▶ What to produce
Convert every line of the records below into a JSON list of strings, one string per line, leaving out any blank lines.

▶ Dataset excerpts
+++

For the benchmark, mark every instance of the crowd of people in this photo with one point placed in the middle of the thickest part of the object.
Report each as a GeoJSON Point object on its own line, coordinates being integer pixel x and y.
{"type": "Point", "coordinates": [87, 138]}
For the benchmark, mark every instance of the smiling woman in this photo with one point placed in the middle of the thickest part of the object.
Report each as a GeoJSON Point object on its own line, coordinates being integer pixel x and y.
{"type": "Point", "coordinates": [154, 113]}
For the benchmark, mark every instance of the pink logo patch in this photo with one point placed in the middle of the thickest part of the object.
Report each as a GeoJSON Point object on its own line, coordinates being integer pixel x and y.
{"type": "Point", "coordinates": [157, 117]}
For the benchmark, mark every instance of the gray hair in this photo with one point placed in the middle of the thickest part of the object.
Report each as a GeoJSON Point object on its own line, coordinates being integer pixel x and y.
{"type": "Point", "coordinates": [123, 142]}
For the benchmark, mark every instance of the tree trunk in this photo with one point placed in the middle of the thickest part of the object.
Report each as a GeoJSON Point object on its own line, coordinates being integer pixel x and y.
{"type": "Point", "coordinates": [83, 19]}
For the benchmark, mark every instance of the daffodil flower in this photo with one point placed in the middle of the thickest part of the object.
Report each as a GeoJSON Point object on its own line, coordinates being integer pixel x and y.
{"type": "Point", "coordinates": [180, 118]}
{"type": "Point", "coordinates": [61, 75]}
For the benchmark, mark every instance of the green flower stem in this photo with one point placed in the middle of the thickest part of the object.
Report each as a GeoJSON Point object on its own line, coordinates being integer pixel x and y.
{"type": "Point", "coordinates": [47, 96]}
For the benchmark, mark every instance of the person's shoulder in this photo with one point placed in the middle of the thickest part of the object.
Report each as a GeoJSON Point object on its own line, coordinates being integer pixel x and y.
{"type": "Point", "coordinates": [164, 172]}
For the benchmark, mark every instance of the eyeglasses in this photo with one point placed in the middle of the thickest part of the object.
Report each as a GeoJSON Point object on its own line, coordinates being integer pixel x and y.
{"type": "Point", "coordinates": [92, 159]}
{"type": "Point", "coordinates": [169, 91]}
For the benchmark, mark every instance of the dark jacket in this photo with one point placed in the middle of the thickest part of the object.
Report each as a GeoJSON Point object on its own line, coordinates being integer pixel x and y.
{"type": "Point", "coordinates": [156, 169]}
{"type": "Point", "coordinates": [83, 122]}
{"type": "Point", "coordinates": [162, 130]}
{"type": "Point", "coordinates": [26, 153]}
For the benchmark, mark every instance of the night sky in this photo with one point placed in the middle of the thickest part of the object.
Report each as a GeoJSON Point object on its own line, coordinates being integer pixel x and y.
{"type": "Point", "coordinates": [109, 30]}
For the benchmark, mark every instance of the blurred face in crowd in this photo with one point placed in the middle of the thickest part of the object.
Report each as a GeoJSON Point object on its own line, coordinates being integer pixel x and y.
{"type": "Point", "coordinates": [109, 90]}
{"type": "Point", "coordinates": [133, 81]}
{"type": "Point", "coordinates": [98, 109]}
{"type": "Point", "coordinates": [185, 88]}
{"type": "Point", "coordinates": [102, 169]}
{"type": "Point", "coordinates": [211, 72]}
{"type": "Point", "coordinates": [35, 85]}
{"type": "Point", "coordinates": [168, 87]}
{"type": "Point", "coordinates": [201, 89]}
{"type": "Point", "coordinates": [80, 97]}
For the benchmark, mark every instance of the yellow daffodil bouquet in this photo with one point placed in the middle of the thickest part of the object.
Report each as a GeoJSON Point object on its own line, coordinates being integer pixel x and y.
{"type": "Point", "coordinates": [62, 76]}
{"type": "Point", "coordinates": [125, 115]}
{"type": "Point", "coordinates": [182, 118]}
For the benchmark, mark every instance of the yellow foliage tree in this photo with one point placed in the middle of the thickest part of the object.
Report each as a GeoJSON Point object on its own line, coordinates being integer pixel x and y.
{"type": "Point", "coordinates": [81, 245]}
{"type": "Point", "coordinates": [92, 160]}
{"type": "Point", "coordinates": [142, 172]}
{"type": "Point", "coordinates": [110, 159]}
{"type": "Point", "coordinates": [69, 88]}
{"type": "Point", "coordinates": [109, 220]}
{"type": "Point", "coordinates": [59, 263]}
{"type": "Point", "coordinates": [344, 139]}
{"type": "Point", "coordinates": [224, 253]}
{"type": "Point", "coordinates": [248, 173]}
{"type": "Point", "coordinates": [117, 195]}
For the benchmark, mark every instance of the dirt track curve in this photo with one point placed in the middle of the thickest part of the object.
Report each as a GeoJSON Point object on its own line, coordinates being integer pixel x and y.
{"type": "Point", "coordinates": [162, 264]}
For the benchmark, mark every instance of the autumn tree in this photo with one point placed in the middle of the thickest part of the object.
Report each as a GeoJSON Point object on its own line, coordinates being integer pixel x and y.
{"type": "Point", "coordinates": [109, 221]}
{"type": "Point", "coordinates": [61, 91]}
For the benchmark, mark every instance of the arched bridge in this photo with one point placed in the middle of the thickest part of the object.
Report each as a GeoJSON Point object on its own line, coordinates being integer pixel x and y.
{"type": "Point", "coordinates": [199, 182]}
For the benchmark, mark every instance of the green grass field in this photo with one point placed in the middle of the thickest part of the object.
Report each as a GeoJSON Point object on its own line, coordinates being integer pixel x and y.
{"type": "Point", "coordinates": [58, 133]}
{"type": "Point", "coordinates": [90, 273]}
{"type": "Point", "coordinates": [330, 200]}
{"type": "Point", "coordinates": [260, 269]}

+++

▶ Finished task
[
  "For the benchmark, mark every instance of the crowd of people in this photo with one point placed in the middle of the thickest part of the object.",
  "Report each as a GeoJSON Point object on its own line, coordinates being integer pixel x and y.",
  "{\"type\": \"Point\", \"coordinates\": [87, 138]}",
  "For the benchmark, mark every instance of the smiling woman in this photo with one point placed in the middle of the thickest part of the object.",
  "Report each as a GeoJSON Point object on its own line, coordinates being integer pixel x and y.",
  "{\"type\": \"Point\", \"coordinates\": [154, 113]}",
  "For the benchmark, mark every instance of the pink logo patch in this photo with one point placed in the middle of the thickest part of the object.",
  "Report each as a GeoJSON Point object on its own line, coordinates being integer pixel x and y.",
  "{\"type\": \"Point\", \"coordinates\": [157, 117]}",
  "For the benchmark, mark every instance of the gray hair in this photo with one point placed in the middle of the thickest part of the object.",
  "Report each as a GeoJSON Point object on its own line, coordinates being integer pixel x and y.",
  "{\"type\": \"Point\", \"coordinates\": [123, 142]}",
  "For the benchmark, mark every instance of the tree trunk in this photo with one point placed in the middle of the thickest part of the object.",
  "Report each as a GeoJSON Point object on its own line, coordinates being integer pixel x and y.",
  "{\"type\": \"Point\", \"coordinates\": [83, 19]}",
  "For the benchmark, mark every instance of the daffodil flower in this photo with one point placed in the middle of the thickest part of the object.",
  "Report each as a GeoJSON Point object on its own line, coordinates being integer pixel x and y.",
  "{\"type\": \"Point\", \"coordinates\": [180, 118]}",
  "{\"type\": \"Point\", \"coordinates\": [61, 75]}",
  "For the benchmark, mark every instance of the green flower stem in this photo with one point placed in the middle of the thickest part of the object.",
  "Report each as a GeoJSON Point object on its own line, coordinates being integer pixel x and y.",
  "{\"type\": \"Point\", \"coordinates\": [47, 96]}",
  "For the benchmark, mark every instance of the person's shoulder in this photo with one point placed in the middle of the thickest part of the object.",
  "Report each as a GeoJSON Point object on its own line, coordinates being integer pixel x and y.",
  "{\"type\": \"Point\", \"coordinates\": [164, 172]}",
  "For the benchmark, mark every instance of the eyeglasses in this photo with one point placed in the middle of the thickest part of the object.",
  "Report each as a GeoJSON Point object on its own line, coordinates being integer pixel x and y.",
  "{\"type\": \"Point\", \"coordinates\": [92, 159]}",
  "{\"type\": \"Point\", \"coordinates\": [169, 91]}",
  "For the benchmark, mark every instance of the dark jacket in this photo with one point placed in the middle of the thickest part of the object.",
  "Report each as a GeoJSON Point object on its own line, coordinates being integer pixel x and y.",
  "{\"type\": \"Point\", \"coordinates\": [156, 169]}",
  "{\"type\": \"Point\", \"coordinates\": [83, 122]}",
  "{\"type\": \"Point\", \"coordinates\": [162, 130]}",
  "{\"type\": \"Point\", \"coordinates\": [26, 153]}",
  "For the benchmark, mark every instance of the night sky in this photo with one point placed in the middle of the thickest part of the object.",
  "Report each as a GeoJSON Point object on its own line, coordinates being integer pixel x and y.",
  "{\"type\": \"Point\", \"coordinates\": [109, 30]}",
  "For the benchmark, mark every instance of the blurred face in crowd in this photo with one point placed in the middle of the thickest part of the object.",
  "Report each as a GeoJSON Point object on its own line, coordinates being integer pixel x and y.",
  "{\"type\": \"Point\", \"coordinates\": [109, 90]}",
  "{\"type\": \"Point\", \"coordinates\": [133, 81]}",
  "{\"type\": \"Point\", \"coordinates\": [98, 109]}",
  "{\"type\": \"Point\", \"coordinates\": [185, 88]}",
  "{\"type\": \"Point\", \"coordinates\": [102, 169]}",
  "{\"type\": \"Point\", \"coordinates\": [211, 72]}",
  "{\"type\": \"Point\", \"coordinates\": [35, 85]}",
  "{\"type\": \"Point\", \"coordinates\": [168, 87]}",
  "{\"type\": \"Point\", \"coordinates\": [201, 89]}",
  "{\"type\": \"Point\", \"coordinates\": [80, 97]}",
  "For the benchmark, mark every instance of the yellow daffodil bouquet in this photo with one point placed in the middle of the thickest part of the object.",
  "Report each as a GeoJSON Point object on its own line, coordinates being integer pixel x and y.",
  "{\"type\": \"Point\", \"coordinates\": [62, 76]}",
  "{\"type\": \"Point\", \"coordinates\": [125, 115]}",
  "{\"type\": \"Point\", \"coordinates\": [182, 118]}",
  "For the benchmark, mark every instance of the yellow foliage tree in this photo with one point placed in the middle of the thickest part of the object.",
  "Report each as a GeoJSON Point object on its own line, coordinates being integer pixel x and y.",
  "{\"type\": \"Point\", \"coordinates\": [81, 245]}",
  "{\"type\": \"Point\", \"coordinates\": [92, 160]}",
  "{\"type\": \"Point\", \"coordinates\": [142, 172]}",
  "{\"type\": \"Point\", \"coordinates\": [110, 159]}",
  "{\"type\": \"Point\", \"coordinates\": [69, 88]}",
  "{\"type\": \"Point\", \"coordinates\": [109, 220]}",
  "{\"type\": \"Point\", \"coordinates\": [59, 263]}",
  "{\"type\": \"Point\", \"coordinates\": [344, 139]}",
  "{\"type\": \"Point\", \"coordinates\": [224, 253]}",
  "{\"type\": \"Point\", \"coordinates\": [248, 173]}",
  "{\"type\": \"Point\", \"coordinates\": [117, 195]}",
  "For the benchmark, mark every instance of the dirt track curve in this photo with one point placed in the middle of the thickest part of the object.",
  "Report each as a GeoJSON Point object on its own line, coordinates being integer pixel x and y.",
  "{\"type\": \"Point\", \"coordinates\": [162, 264]}",
  "For the benchmark, mark every instance of the autumn tree in this photo with one point placed in the middle of the thickest part of the object.",
  "Report each as a GeoJSON Point object on its own line, coordinates being integer pixel x and y.",
  "{\"type\": \"Point\", \"coordinates\": [109, 221]}",
  "{\"type\": \"Point\", \"coordinates\": [61, 91]}",
  "For the benchmark, mark every instance of the arched bridge in this photo with one point placed in the middle of the thickest part of the object.",
  "Report each as a GeoJSON Point object on its own line, coordinates being integer pixel x and y.",
  "{\"type\": \"Point\", \"coordinates\": [199, 182]}",
  "For the benchmark, mark every instance of the green grass field in this photo with one point placed in the middle of the thickest part of the object.",
  "Report each as a GeoJSON Point object on its own line, coordinates being integer pixel x and y.",
  "{\"type\": \"Point\", \"coordinates\": [58, 133]}",
  "{\"type\": \"Point\", \"coordinates\": [90, 273]}",
  "{\"type\": \"Point\", \"coordinates\": [330, 200]}",
  "{\"type\": \"Point\", \"coordinates\": [260, 269]}"
]